Texto citado:
= = = = =

A Décima Prática: Proteger e Nutrir a Sangha

Conscientes de que a essência e o objetivo de uma Sangha é a realização de compreensão e compaixão, estamos determinados a não usar a comunidade budista para ganho pessoal ou lucro, nem a transformar a nossa comunidade num instrumento político. Como membros de uma comunidade espiritual, devemos, no entanto, tomar uma posição clara contra a opressão e a injustiça. Devemos esforçar-nos para mudar a situação, sem tomar partido num conflito. Comprometemo-nos a aprender a olhar com os olhos do interser e a ver-nos a nós mesmos e aos outros como células de um único corpo da Sangha. Como células verdadeiras no corpo da Sangha, gerando plena consciência, concentração e discernimento para nutrir a nós mesmos e toda a comunidade, cada um de nós é, ao mesmo tempo, uma célula no corpo do Buda. Construiremos ativamente a irmandade e a sororidade, fluiremos como um rio e praticaremos o desenvolvimento dos três verdadeiros poderes – compreensão, amor e superação das aflições – para realizar o despertar coletivo.


A Décima Primeira Prática: Meio de Vida Correto

Conscientes de que muita violência e injustiça têm sido causadas ao meio ambiente e à sociedade, estamos comprometidos a não viver com uma vocação que seja prejudicial aos seres humanos e à natureza. Faremos o nosso melhor para escolher um meio de vida que contribua para o bem-estar de todas as espécies na Terra e que ajude a realizar o nosso ideal de compreensão e compaixão. Conscientes das realidades económicas, políticas e sociais em todo o mundo, bem como da nossa inter-relação com o ecossistema, estamos determinados a comportar-nos de forma responsável como consumidores e como cidadãos. Não investiremos nem compraremos empresas que contribuam para a destruição de recursos naturais, prejudiquem a Terra ou privem outros da oportunidade de viver.

= = = = =

Extrato de dados:
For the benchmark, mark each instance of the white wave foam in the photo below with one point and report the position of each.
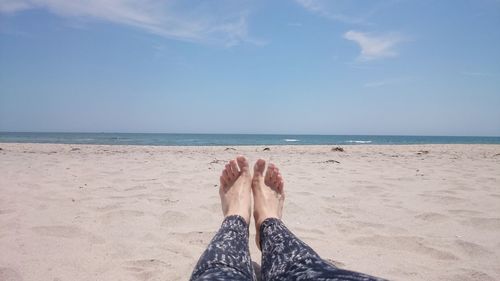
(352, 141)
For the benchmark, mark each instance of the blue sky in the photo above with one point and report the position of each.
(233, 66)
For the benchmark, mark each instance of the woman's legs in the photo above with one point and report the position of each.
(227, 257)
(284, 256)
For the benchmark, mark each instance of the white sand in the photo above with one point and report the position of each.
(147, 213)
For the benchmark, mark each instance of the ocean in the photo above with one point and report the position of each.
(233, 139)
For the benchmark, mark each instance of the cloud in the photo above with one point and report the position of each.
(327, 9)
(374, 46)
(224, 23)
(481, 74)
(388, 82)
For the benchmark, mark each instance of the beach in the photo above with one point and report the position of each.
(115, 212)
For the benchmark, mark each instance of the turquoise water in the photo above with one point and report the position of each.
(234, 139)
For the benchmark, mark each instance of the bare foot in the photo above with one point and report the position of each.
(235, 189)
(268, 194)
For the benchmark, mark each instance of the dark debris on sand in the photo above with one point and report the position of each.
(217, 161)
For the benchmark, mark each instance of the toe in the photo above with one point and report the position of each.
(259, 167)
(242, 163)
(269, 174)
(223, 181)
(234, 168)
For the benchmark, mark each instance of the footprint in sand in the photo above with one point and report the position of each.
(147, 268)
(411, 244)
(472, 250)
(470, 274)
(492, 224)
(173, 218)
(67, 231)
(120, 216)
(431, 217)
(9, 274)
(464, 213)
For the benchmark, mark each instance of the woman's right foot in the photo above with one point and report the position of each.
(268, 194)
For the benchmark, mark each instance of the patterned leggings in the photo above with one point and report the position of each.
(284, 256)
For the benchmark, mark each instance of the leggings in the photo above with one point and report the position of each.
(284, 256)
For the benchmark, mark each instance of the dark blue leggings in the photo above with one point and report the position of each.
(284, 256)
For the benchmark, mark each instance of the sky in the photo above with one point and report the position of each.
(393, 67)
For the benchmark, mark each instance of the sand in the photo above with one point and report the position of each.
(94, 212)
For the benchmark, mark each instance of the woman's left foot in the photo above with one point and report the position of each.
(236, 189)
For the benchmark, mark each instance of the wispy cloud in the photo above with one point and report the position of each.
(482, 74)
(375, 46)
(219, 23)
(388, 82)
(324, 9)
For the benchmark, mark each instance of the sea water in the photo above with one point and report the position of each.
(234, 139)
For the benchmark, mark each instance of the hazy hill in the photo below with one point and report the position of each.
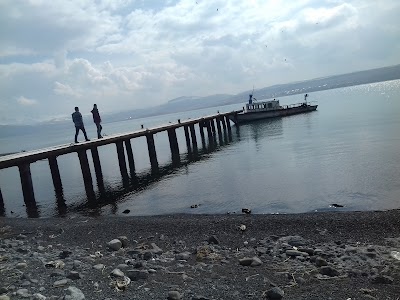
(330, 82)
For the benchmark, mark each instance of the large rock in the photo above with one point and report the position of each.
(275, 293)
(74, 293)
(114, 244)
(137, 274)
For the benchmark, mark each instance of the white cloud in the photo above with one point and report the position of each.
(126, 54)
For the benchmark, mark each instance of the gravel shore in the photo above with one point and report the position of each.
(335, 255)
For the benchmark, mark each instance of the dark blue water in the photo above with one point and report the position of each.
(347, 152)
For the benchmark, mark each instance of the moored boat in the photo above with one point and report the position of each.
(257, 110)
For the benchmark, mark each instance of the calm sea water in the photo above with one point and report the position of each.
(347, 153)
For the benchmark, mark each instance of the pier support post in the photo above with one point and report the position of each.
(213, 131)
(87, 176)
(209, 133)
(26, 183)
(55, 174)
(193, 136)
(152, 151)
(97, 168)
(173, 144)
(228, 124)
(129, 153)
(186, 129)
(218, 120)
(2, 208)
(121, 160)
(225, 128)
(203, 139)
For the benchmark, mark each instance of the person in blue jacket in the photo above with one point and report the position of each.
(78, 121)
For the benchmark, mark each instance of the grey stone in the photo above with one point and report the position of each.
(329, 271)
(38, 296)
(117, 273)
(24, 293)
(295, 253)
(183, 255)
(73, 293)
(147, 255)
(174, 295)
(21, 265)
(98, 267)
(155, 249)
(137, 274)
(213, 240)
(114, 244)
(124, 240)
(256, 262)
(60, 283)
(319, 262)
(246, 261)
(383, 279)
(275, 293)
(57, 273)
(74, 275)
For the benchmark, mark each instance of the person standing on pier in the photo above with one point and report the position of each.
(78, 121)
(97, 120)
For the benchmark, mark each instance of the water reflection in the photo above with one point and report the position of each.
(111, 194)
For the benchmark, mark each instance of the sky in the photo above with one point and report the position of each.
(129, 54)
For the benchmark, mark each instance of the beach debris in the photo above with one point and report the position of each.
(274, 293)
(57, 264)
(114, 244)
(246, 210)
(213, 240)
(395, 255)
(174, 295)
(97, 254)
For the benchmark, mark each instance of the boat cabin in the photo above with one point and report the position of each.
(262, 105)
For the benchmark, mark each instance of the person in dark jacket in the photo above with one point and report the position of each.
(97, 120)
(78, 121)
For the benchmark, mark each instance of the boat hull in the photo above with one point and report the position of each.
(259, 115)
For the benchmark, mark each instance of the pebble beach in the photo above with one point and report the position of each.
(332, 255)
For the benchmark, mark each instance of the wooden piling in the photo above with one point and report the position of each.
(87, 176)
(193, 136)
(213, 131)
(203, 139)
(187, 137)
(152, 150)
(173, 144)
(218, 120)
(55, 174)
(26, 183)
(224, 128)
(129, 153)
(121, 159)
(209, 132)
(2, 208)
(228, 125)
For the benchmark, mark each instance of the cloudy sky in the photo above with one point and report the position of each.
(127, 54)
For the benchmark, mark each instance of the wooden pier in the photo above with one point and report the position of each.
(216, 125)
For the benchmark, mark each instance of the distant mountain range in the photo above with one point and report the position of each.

= = = = =

Conjunto de tarefas:
1. Reescreva o trecho do texto citado de "Conscientes de que muita" até "oportunidade de viver.", trocando "consumidores" por "compradores".
2. Diga se cada afirmação concorda com o texto citado, respondendo sim ou não e citando as palavras decisivas do texto. (a) A Décima Primeira Prática inclui o compromisso de não investir em empresas que contribuam para a destruição de recursos naturais. (b) A Décima Prática admite usar a comunidade budista para lucro. (c) A Décima Prática pede que se tome partido num conflito.
3. Explique, com base no texto citado, por que a Décima Primeira Prática traz o compromisso de não viver com uma vocação prejudicial aos seres humanos e à natureza.

Respostas do exercício:
1.
Conscientes de que muita violência e injustiça têm sido causadas ao meio ambiente e à sociedade, estamos comprometidos a não viver com uma vocação que seja prejudicial aos seres humanos e à natureza. Faremos o nosso melhor para escolher um meio de vida que contribua para o bem-estar de todas as espécies na Terra e que ajude a realizar o nosso ideal de compreensão e compaixão. Conscientes das realidades económicas, políticas e sociais em todo o mundo, bem como da nossa inter-relação com o ecossistema, estamos determinados a comportar-nos de forma responsável como compradores e como cidadãos. Não investiremos nem compraremos empresas que contribuam para a destruição de recursos naturais, prejudiquem a Terra ou privem outros da oportunidade de viver.

2.
(a) Sim: "Não investiremos nem compraremos empresas que contribuam para a destruição de recursos naturais".
(b) Não: "estamos determinados a não usar a comunidade budista para ganho pessoal ou lucro".
(c) Não: "Devemos esforçar-nos para mudar a situação, sem tomar partido num conflito".

3. O compromisso nasce da consciência de que muita violência e injustiça têm sido causadas ao meio ambiente e à sociedade.